▶ _Raw data_
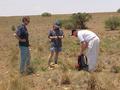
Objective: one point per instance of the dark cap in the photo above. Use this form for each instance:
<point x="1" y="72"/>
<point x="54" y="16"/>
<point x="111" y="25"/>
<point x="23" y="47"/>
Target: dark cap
<point x="73" y="32"/>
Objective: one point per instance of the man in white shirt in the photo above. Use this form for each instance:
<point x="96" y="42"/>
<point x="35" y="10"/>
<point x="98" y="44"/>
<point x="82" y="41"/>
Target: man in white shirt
<point x="90" y="41"/>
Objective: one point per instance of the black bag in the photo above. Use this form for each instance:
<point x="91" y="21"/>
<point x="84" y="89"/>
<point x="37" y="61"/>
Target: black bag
<point x="82" y="63"/>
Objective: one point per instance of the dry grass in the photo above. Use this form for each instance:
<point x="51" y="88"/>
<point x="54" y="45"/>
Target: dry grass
<point x="65" y="77"/>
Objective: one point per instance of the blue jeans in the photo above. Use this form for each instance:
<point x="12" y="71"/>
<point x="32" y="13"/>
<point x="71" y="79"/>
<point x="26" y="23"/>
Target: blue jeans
<point x="25" y="58"/>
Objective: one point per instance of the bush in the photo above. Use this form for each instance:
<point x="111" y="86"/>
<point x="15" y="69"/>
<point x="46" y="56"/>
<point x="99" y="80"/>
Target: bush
<point x="46" y="14"/>
<point x="118" y="10"/>
<point x="80" y="19"/>
<point x="112" y="23"/>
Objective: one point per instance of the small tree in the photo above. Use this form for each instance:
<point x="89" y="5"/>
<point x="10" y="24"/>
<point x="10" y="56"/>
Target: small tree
<point x="118" y="10"/>
<point x="46" y="14"/>
<point x="80" y="19"/>
<point x="112" y="23"/>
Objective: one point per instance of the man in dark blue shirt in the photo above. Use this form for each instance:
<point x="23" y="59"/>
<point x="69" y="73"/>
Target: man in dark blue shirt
<point x="55" y="35"/>
<point x="22" y="36"/>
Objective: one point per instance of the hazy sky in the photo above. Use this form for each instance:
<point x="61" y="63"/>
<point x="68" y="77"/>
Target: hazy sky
<point x="36" y="7"/>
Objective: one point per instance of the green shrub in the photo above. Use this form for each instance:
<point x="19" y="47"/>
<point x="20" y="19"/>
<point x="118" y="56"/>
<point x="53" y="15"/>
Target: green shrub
<point x="112" y="23"/>
<point x="46" y="14"/>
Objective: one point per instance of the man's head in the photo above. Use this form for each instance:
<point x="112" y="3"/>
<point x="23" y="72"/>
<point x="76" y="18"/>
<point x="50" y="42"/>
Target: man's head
<point x="74" y="33"/>
<point x="26" y="20"/>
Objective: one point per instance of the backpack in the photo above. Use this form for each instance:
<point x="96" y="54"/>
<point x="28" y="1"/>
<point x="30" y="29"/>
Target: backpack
<point x="82" y="63"/>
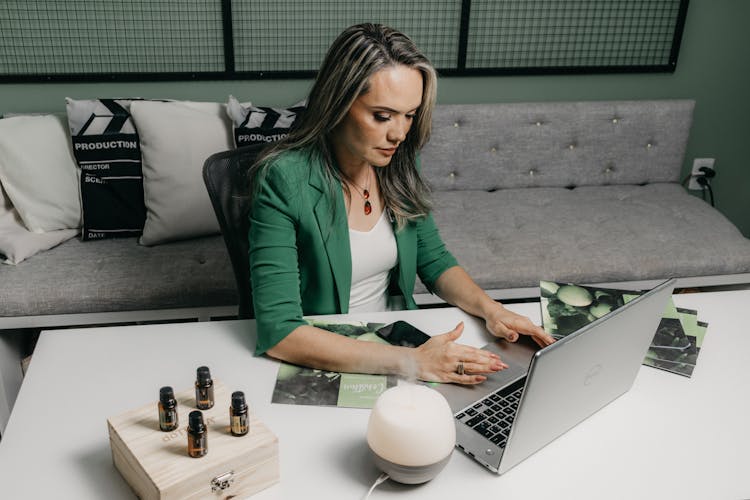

▶ _Directive_
Pick out each line from the entries above that contains the word "shirt".

▶ _Solved problem_
Objective: one point per instance of the man in white shirt in the photo above. Use this form for each instance:
Target: man in white shirt
Objective: one point per instance of the man in dark blue shirt in the photo above. Use this form for each instance:
Target: man in dark blue shirt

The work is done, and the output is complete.